* Extract to read

There is a classic unpublished paper by Bill Gosper explaining how to do arithmetic and other cool things with continued fractions that I’m sure must be available somewhere on the web.

7. John Fouhy

“But we can usually write some expression to show how to continue the number”
How often is that true? Do they have to be algebraic or computable? Is there a recurrence relation for pi?

8. ScentOfViolets

There’s a cool little theorem – the first time I saw it was in Hardy’s book – that says a continued fraction is repeating if and only if it is the representation of an algebraic number. So of course all square roots of non-transcendental numbers will be repeating. Otoh, given a nonrepeating, nonterminating continued fraction, one may deduce that the number is transcendental. So if one posits that pi is represented as a nonterminating, nonrepeating continued fraction, it pops out automatically that it must be transcendental.

* Required task 1
Transcribe the entries verbatim, beginning at the line that contains "[45, 39], one" and continuing through the final line of the entries.
The discussion of continued fractions above has no connection to the entries that come after it.

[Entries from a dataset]
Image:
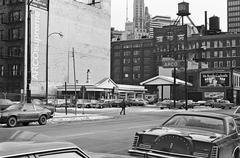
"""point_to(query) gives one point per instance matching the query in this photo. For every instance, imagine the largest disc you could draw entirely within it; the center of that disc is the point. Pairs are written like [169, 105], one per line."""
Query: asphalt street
[112, 136]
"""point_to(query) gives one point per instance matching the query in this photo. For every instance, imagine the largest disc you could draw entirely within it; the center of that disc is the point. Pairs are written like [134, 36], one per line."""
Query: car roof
[209, 114]
[17, 142]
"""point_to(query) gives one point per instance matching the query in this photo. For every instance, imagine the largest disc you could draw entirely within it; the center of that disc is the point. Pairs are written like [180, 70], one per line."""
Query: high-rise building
[80, 35]
[159, 22]
[233, 14]
[139, 19]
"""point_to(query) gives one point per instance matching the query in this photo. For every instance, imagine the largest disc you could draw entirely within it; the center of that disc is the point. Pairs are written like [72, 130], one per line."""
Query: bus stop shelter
[163, 81]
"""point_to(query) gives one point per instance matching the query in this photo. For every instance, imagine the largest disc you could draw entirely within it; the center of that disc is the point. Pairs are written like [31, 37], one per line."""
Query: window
[208, 54]
[228, 63]
[220, 54]
[136, 60]
[126, 61]
[215, 44]
[136, 52]
[220, 63]
[136, 76]
[1, 34]
[136, 68]
[15, 16]
[15, 51]
[1, 70]
[233, 63]
[117, 54]
[15, 33]
[126, 53]
[234, 53]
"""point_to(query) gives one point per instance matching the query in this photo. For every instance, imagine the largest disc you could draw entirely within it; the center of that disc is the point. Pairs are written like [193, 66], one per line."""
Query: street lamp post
[61, 35]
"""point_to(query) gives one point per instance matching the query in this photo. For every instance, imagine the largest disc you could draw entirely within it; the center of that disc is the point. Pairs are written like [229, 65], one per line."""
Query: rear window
[197, 122]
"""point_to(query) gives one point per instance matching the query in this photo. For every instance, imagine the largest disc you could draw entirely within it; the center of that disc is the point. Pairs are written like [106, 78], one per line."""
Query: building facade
[139, 19]
[220, 51]
[12, 28]
[81, 39]
[159, 22]
[233, 15]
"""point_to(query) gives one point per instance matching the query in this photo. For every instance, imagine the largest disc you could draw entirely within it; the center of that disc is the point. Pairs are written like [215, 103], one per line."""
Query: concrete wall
[86, 29]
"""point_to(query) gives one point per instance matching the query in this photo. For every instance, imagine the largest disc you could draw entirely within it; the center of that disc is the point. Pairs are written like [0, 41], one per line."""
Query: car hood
[14, 142]
[198, 135]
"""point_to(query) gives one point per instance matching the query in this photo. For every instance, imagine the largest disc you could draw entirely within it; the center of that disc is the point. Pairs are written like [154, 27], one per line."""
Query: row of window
[233, 3]
[220, 64]
[234, 8]
[234, 19]
[12, 70]
[12, 34]
[13, 16]
[234, 29]
[234, 24]
[234, 13]
[13, 51]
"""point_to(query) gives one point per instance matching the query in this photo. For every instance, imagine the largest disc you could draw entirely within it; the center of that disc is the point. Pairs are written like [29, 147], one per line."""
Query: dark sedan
[24, 113]
[25, 144]
[191, 135]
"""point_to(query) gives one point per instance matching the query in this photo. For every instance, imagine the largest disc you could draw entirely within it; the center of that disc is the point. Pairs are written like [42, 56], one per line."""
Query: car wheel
[42, 120]
[12, 121]
[25, 123]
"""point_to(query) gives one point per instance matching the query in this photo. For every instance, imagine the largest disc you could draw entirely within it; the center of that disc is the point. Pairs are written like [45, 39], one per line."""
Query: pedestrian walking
[123, 106]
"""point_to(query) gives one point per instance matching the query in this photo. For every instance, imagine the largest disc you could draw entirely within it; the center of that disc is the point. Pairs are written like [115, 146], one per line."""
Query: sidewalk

* Required task 2
Answer these questions about the thread on continued fractions:
(a) Who wrote the unpublished paper on doing arithmetic with continued fractions?
(b) In whose book did ScentOfViolets first see the theorem about repeating continued fractions?
(c) What does John Fouhy ask about pi?

* Problem solution 1
"""point_to(query) gives one point per instance matching the query in this photo. For every instance, imagine the largest disc you could draw entirely within it; the center of that disc is the point. Pairs are written like [45, 39], one per line."""
Query: pedestrian walking
[123, 106]
"""point_to(query) gives one point per instance matching the query in this photo. For every instance, imagine the largest disc you could draw entirely within it; the center of that disc is the point. Pairs are written like [115, 146], one per line."""
Query: sidewalk

* Problem solution 2
(a) Bill Gosper.
(b) Hardy's.
(c) Whether there is a recurrence relation for pi.